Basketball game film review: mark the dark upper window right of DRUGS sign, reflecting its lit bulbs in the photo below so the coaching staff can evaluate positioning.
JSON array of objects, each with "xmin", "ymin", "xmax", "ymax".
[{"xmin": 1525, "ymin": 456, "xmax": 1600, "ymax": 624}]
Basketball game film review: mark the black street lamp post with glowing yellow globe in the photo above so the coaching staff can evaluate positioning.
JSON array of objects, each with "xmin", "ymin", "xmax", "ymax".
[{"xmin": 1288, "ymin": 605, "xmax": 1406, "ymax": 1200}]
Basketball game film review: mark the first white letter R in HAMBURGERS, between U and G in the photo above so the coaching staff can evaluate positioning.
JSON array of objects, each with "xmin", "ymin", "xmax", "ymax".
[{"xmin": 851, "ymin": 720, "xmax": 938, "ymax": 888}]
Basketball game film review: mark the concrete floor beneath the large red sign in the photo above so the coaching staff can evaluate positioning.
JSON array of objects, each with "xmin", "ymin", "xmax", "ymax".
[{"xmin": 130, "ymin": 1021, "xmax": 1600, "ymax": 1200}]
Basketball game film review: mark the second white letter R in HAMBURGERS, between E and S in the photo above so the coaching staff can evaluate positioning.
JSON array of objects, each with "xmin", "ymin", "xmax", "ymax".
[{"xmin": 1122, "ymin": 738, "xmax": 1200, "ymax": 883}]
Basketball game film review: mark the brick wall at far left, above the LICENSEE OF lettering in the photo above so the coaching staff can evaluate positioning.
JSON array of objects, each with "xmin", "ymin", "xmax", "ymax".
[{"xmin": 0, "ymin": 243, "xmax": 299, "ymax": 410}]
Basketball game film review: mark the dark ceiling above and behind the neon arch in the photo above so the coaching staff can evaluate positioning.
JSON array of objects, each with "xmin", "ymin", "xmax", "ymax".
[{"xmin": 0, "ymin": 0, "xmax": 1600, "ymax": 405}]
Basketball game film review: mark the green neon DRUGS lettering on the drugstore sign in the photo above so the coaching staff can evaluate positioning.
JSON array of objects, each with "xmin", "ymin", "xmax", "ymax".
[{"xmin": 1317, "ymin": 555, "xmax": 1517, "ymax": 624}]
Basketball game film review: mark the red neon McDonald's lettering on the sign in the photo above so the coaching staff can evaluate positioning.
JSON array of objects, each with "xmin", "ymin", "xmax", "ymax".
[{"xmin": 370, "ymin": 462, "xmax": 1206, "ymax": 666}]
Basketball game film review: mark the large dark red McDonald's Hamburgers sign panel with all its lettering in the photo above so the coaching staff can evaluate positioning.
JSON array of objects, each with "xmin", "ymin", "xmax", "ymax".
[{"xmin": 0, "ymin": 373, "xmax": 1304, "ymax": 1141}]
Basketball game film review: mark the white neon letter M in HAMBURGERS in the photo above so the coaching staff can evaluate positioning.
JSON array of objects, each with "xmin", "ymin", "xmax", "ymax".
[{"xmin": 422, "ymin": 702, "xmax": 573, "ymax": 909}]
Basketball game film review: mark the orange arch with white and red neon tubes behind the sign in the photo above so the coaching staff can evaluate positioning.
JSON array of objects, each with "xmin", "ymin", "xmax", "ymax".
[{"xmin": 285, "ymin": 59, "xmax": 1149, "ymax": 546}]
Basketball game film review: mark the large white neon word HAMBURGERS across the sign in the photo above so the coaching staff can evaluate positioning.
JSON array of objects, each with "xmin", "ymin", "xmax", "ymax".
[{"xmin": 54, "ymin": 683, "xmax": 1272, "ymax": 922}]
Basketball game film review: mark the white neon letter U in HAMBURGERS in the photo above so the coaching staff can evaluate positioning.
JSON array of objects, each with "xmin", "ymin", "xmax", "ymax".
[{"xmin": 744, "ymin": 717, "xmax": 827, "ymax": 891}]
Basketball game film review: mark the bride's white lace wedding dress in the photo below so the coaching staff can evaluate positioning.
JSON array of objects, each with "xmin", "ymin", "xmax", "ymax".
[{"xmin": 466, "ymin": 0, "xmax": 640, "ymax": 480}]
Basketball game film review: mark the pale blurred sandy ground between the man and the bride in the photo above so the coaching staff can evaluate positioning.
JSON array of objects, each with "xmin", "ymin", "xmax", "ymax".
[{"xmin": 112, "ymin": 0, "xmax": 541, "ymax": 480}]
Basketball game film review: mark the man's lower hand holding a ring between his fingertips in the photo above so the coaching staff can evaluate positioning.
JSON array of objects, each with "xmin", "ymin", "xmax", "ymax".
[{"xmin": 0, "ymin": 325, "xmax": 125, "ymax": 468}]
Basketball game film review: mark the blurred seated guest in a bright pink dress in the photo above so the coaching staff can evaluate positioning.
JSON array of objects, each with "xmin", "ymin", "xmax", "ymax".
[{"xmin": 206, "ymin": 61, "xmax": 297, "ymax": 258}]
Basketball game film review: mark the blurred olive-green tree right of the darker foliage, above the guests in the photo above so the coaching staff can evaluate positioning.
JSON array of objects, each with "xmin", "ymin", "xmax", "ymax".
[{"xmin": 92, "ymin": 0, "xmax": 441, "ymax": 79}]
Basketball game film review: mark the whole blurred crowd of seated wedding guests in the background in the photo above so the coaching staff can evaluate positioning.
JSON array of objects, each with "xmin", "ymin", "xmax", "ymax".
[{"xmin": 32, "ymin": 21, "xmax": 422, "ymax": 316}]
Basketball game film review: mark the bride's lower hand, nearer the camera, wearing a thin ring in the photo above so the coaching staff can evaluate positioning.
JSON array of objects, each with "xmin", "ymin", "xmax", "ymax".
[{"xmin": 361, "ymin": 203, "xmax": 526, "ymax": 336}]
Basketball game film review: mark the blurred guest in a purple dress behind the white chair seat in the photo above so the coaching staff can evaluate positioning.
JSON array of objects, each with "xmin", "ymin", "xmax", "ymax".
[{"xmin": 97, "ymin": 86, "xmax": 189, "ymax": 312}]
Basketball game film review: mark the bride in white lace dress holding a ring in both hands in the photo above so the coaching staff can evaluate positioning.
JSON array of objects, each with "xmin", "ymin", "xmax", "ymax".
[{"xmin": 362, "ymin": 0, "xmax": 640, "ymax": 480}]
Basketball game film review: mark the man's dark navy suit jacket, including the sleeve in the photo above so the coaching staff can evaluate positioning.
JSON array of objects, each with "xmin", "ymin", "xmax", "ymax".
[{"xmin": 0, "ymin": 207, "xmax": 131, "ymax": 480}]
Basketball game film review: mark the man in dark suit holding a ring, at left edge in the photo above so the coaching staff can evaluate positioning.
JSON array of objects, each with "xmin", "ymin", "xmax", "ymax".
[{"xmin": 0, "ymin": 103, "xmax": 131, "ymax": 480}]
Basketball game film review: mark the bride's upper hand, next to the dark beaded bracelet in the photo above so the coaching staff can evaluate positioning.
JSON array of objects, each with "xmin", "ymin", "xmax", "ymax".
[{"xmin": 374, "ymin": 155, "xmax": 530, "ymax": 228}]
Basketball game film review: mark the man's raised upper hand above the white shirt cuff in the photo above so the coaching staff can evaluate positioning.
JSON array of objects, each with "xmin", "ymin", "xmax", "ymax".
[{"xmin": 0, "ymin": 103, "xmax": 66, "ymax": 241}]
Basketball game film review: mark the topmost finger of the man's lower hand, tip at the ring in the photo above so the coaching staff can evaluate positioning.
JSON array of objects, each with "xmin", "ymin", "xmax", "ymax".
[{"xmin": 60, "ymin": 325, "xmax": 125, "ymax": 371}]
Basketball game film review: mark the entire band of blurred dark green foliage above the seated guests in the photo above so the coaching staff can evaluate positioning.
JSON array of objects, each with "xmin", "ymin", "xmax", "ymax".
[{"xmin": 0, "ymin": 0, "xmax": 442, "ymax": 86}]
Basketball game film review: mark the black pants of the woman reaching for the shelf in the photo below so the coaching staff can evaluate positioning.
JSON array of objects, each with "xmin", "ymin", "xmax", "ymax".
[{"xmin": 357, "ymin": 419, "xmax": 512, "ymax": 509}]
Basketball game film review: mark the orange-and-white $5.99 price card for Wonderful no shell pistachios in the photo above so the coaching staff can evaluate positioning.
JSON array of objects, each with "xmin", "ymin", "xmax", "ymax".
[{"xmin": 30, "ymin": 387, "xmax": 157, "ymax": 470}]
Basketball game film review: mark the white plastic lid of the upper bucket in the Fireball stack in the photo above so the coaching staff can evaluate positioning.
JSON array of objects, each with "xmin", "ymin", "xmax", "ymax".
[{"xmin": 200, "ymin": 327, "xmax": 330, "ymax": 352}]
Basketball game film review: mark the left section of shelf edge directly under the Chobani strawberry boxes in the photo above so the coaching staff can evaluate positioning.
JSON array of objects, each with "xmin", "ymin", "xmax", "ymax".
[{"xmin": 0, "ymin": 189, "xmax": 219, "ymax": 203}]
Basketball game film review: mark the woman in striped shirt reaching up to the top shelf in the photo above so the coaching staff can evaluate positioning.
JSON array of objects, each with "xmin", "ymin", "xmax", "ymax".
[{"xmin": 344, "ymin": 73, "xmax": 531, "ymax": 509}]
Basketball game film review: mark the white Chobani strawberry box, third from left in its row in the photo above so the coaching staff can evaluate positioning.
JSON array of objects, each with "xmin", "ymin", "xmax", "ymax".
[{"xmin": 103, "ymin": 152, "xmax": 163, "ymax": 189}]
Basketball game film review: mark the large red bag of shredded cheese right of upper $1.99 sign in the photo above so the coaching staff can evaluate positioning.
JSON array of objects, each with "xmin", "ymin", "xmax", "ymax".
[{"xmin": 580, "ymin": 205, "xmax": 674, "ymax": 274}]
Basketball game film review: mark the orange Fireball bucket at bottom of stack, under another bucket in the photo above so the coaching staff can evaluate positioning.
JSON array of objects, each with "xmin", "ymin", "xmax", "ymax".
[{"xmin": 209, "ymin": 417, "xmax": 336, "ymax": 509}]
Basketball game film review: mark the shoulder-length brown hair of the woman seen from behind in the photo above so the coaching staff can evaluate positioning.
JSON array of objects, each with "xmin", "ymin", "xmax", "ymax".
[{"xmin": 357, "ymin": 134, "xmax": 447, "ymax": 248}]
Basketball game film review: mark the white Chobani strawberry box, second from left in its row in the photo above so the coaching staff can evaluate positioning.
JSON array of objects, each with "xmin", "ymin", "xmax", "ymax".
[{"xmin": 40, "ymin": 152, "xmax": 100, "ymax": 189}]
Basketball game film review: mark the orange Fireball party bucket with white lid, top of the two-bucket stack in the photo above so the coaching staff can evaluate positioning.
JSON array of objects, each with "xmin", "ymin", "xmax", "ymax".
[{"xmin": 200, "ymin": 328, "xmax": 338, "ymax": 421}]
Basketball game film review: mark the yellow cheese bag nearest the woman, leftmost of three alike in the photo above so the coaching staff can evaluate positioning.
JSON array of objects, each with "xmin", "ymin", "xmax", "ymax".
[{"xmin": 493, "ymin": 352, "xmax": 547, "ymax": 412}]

====

Required action
How many lines above contain the word "lace"? Answer with the number alone.

Exercise result
2